- [Exercise goal]: From the brewery profile, reproduce word for word the passage starting at "Aside from the" and ending at "few weeks later.".

- [Passage]:
---+---
Search View Archive
Local

Profile: Brooklyn’s King of Suds

On an afternoon in Williamsburg, a missionary walks the streets. He spreads the word at taverns and storefronts along the sparse midday avenues and alleys. As he leaves one of his stops, a bar and restaurant full of believers, the woman tending the counter shouts after him, “We love your beer!”


This man is a preacher of pilsners and ales, and his name is Steve Hindy, a former war correspondent who is the co-founder and now president of the Brooklyn Brewery. In its relatively short existence, his company and its locale, a poorly marked series of buildings consuming a block on N. 11th Street, have already become a Williamsburg institution. It is a smallish operation, employing a staff of 70 and selling 600,000 cases a year, yet it still draws between 200 and 300 visitors per week. Additionally, major distributors have spotted the relatively upstart brewery, and Hindy, along with compatriots Garrett Oliver, the brewmaster, and CEO Tom Potter, foresee a not-too-distant day when the Brooklyn Brewery will be propelled to national prominence.



Aside from the quality of the product, this success is due entirely to the brewery’s unorthodox marketing, of which Hindy’s current mission is part. Yet as he treks through the neighborhood, stopping at places where he knows the owners personally, he doesn’t deliver advertisements for the Brewery or brochures for display at the local shops. Instead he hands out invitations to a fundraiser for City Councilman David Yassky’s re-election campaign that would be held at the brewery a few weeks later.



Hindy considers the Brooklyn Brewery’s community involvement to be its most effective marketing technique. “Brooklyn needs and wants a sense of community,” Hindy says. “We’ve been able to tap into that.” It remains unclear whether that pun was intentional, but what is obvious is that Hindy’s conception of product awareness goes well beyond billboards and print ads, of which Brooklyn Brewery has few. Every Friday the Brewery holds free tastings, at which patrons can sample the numerous varieties of beer offered by the brewery while seated in a German beer hall-style room where picnic benches are the only available seats. “Picnic tables are very sociable,” explains Hindy. “You can’t help but meet people.”
---+---
- [Data excerpts]:
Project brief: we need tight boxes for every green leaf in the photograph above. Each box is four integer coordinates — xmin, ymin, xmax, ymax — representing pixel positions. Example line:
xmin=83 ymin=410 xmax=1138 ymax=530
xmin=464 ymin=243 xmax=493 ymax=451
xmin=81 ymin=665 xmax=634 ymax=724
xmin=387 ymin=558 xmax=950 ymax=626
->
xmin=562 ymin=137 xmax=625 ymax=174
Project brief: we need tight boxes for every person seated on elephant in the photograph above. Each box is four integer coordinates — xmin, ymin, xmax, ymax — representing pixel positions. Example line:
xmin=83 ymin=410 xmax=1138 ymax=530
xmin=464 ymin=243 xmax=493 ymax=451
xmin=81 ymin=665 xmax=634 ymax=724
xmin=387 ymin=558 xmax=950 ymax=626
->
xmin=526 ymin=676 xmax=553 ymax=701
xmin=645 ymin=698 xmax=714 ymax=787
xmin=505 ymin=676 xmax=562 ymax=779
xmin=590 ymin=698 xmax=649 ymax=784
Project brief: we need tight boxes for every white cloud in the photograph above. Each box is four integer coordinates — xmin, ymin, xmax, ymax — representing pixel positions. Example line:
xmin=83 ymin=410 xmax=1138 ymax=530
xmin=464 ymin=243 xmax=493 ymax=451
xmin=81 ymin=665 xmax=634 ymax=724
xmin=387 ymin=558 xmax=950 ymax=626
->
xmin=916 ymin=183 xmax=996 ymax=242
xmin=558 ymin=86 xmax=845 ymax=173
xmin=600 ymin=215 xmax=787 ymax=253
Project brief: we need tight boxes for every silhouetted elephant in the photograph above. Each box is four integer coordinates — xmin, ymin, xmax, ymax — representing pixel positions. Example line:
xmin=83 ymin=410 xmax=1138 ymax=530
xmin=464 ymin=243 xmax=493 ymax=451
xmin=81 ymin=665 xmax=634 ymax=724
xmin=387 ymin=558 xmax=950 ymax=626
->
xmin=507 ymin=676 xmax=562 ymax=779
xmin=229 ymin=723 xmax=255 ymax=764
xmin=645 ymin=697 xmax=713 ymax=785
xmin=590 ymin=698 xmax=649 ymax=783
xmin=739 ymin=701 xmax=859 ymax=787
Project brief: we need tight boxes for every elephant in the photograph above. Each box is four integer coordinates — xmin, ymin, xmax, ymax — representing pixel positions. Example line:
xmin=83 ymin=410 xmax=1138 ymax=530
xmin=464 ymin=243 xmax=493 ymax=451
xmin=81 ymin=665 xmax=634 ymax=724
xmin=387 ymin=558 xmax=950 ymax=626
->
---+---
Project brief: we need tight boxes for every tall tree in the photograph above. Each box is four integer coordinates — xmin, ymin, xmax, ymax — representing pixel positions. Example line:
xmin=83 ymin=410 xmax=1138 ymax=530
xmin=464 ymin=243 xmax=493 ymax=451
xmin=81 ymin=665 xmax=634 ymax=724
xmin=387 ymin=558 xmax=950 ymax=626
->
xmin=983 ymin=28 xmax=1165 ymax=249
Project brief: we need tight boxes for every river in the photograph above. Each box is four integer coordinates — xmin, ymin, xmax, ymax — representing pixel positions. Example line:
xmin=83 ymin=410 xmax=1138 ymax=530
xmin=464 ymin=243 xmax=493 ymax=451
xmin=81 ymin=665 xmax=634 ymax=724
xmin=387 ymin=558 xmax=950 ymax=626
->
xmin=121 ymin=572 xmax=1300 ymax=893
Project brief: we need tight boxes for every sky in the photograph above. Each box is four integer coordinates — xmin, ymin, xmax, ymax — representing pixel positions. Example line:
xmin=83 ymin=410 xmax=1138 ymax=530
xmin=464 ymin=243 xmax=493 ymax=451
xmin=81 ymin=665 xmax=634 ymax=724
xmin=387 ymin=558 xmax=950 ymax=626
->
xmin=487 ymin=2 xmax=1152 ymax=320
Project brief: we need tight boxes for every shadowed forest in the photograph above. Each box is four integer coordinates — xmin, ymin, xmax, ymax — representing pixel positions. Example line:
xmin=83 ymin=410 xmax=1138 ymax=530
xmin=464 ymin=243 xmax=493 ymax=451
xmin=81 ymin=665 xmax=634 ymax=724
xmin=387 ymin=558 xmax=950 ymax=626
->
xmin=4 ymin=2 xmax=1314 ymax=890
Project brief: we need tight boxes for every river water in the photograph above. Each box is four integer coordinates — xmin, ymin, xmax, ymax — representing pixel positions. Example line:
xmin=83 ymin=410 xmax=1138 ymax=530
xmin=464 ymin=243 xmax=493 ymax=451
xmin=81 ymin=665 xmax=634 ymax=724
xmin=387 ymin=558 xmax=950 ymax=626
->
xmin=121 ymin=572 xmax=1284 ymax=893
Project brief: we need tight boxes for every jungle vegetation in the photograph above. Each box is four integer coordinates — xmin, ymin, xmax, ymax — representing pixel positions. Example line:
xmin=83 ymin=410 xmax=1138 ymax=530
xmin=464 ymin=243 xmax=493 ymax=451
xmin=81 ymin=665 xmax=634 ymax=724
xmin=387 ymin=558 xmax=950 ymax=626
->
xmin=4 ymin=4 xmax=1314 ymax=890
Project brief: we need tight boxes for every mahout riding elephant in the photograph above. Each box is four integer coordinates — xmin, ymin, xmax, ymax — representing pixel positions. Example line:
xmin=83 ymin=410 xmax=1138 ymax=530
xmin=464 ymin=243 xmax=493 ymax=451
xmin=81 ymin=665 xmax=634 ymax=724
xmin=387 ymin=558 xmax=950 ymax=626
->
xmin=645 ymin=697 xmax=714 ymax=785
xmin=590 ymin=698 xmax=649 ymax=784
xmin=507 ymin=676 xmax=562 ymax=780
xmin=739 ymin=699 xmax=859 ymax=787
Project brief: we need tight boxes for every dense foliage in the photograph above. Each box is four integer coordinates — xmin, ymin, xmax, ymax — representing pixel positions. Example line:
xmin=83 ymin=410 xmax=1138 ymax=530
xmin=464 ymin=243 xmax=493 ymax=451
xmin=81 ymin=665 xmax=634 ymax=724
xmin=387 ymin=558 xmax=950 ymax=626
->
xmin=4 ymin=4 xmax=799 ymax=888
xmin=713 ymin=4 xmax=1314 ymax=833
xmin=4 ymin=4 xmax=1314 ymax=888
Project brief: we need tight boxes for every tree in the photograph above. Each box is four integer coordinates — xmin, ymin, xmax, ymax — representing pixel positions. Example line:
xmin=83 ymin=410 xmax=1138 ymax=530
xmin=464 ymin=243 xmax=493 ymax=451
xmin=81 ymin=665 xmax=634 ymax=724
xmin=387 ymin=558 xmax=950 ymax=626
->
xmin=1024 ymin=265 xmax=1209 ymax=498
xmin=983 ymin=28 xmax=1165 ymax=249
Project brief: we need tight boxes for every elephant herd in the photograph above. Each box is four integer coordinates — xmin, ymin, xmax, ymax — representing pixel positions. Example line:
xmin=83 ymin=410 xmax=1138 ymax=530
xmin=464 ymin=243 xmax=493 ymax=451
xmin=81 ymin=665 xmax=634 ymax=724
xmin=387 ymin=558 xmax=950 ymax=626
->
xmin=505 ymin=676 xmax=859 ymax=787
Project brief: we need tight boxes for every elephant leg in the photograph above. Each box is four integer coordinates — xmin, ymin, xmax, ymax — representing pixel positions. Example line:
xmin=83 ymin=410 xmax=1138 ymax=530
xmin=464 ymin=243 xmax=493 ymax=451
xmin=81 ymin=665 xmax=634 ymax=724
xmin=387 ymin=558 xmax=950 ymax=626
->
---+---
- [Exercise response]:
Aside from the quality of the product, this success is due entirely to the brewery’s unorthodox marketing, of which Hindy’s current mission is part. Yet as he treks through the neighborhood, stopping at places where he knows the owners personally, he doesn’t deliver advertisements for the Brewery or brochures for display at the local shops. Instead he hands out invitations to a fundraiser for City Councilman David Yassky’s re-election campaign that would be held at the brewery a few weeks later.